■ **TASK DETAILS**
Nothing but the exact text of the entries should appear in your answer; pictures stay out.

■ **MATERIAL TO PROCESS**
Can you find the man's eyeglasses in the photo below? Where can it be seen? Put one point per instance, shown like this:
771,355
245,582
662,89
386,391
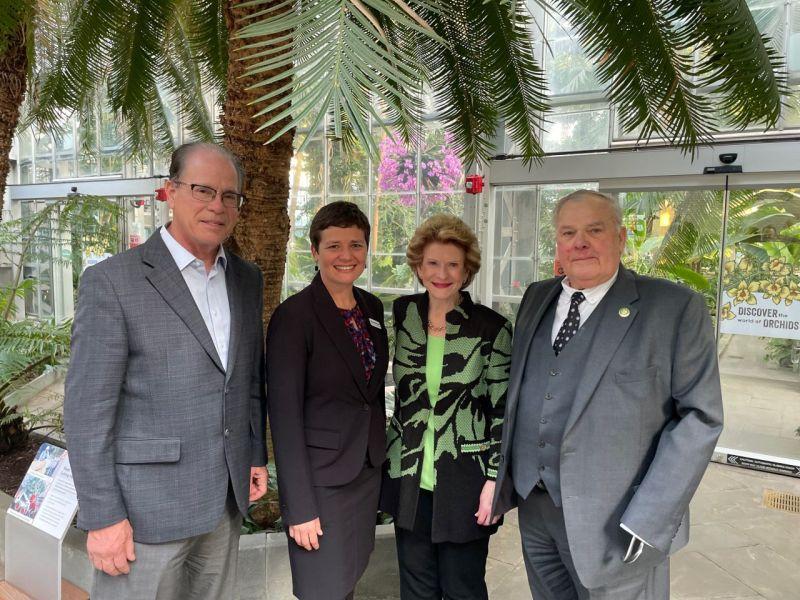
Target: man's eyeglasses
207,194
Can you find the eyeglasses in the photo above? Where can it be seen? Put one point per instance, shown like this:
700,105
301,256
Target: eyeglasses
207,194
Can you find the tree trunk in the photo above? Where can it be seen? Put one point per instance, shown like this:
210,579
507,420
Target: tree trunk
263,229
13,76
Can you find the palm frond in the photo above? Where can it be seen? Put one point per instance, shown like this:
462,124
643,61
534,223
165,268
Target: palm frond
339,58
520,93
208,39
741,65
644,59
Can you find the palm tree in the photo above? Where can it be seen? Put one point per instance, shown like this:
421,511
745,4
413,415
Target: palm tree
16,24
58,233
143,55
299,60
672,68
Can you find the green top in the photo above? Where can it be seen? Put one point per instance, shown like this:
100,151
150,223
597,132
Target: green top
433,377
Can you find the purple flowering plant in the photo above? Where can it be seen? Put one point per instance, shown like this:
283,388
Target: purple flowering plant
440,168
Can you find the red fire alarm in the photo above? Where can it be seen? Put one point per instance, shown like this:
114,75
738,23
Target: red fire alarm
474,184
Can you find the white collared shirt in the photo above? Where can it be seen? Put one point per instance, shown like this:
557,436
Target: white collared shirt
593,297
585,309
208,290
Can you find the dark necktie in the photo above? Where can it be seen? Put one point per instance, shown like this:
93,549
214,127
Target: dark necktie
570,325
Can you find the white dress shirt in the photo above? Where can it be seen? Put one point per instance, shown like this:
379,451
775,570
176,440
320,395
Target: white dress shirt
208,290
593,297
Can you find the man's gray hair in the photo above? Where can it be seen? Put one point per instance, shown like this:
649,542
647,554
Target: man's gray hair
577,195
183,152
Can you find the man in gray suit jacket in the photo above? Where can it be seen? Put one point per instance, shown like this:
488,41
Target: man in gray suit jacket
164,408
613,411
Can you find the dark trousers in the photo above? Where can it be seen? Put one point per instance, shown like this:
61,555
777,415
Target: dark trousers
445,570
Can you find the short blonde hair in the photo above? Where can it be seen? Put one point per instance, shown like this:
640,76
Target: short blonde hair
445,229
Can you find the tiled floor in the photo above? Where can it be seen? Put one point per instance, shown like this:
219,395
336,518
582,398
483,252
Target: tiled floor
738,549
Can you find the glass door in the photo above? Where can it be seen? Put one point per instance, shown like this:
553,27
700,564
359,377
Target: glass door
759,329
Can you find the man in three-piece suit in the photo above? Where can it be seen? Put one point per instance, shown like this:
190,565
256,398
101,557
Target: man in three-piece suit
165,406
613,411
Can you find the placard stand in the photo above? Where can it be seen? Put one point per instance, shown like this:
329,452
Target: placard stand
36,525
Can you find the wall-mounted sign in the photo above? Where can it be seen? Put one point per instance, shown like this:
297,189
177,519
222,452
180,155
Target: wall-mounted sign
761,299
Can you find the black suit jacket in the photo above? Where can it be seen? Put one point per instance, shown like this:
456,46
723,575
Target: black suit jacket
324,416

■ **FINAL ANSWER**
Can you find the man's eyeglasses in the photo below? Where can it be seen? Put one point per instance, shown like this:
771,355
245,582
662,89
386,391
Target: man's eyeglasses
207,194
Can you find the eyeglasses in the photo above? Where can it be seen? Put one point per instance, shown like this:
700,105
301,256
Target: eyeglasses
207,194
Can you find the tree trunk in the photo above? Where can it be seen? Put one point per instance, shown like this:
210,579
507,420
Target: tree trunk
263,229
13,76
Can you find the palm frond in the photo above? Where can it be seen? Put one point per instance, shown like this:
462,124
643,61
534,223
165,268
Target: palm frond
339,58
520,93
208,39
741,65
644,59
Can you find the palm tree in the photo above? Where can it be seen? Put one point per instance, shown like this:
421,511
745,4
413,415
Target: palm tree
16,24
58,233
143,55
299,60
672,68
Can you find the green top in the photo above? Where can it be seen? Put one point per instance, shown like this:
100,151
150,223
597,132
Target: green top
433,377
Can you find the purple flowering plant in the photo above? Where can it be seen? Put one point per instance, shown like this:
283,388
Target: purple flowering plant
440,168
Can you find the red fire alarm in the photo above? Where can it be seen? Put one point per instance, shown like this:
114,75
738,23
Target: red fire alarm
474,184
Can you find the white collared shirt in the photo above? Where can it be seen? Put one point per instance, shown like this:
557,436
Target: white collared shirt
593,297
585,309
208,290
Can you find the dark necktie in the photo above? Where can it be seen? Put one point per instance, shown like this:
93,549
214,127
Target: dark necktie
570,325
Can you find the white dress shirt in the photo above? Where can it be seen? Put one point per instance, shown like this:
379,451
775,570
176,440
320,395
Target: white dress shirt
208,290
593,297
Can you find the man's gray hair in the photo above? Where can it be seen? Put one point per instance, shown like this:
649,542
647,554
Target: man's gray hair
577,195
183,152
Can you find the man in gray suit jacket in the photo above? Where can it be seen? Put one point per instance, shown like this:
488,41
Target: man in gray suit jacket
164,408
613,411
Can you find the dark trousers in the photo above? Where can it be seen? Put one point per instance, shown like this:
61,555
777,415
Target: dark trousers
445,570
Can you find the short blonde hair in the photo above? Where can it be seen? Put one point per instance, shown like this:
640,76
Target: short blonde hair
445,229
Can you find the tiled floor in the photo above? Where can it be seen? Put one point per instance, shown like this:
219,395
336,518
582,398
483,252
Target: tiled floor
738,549
Can you find the glass door in the photo above? Where can it be seen? Put one point per instance, shown like this:
553,27
700,564
359,377
Target: glass door
759,329
Can you find the man in three-piece suit in the photo above? Where can it be seen? Put one point per instance, shown like this:
190,565
256,398
101,557
Target: man in three-piece suit
165,406
613,411
Can you find the placard stand in the photo above? Where can it be seen? Put one point per instance, shown like this:
329,452
Target: placard stand
36,525
Can you find the wall-mounted sign in the photo above? Where can it be seen? Put one point per instance, shown like this:
297,189
177,519
222,452
180,155
Target: wall-mounted sign
761,299
Can you find the black suit jacket in the photo above? Where can it be seen? Put one point per instance, shown like this:
456,46
723,575
Target: black suit jacket
324,416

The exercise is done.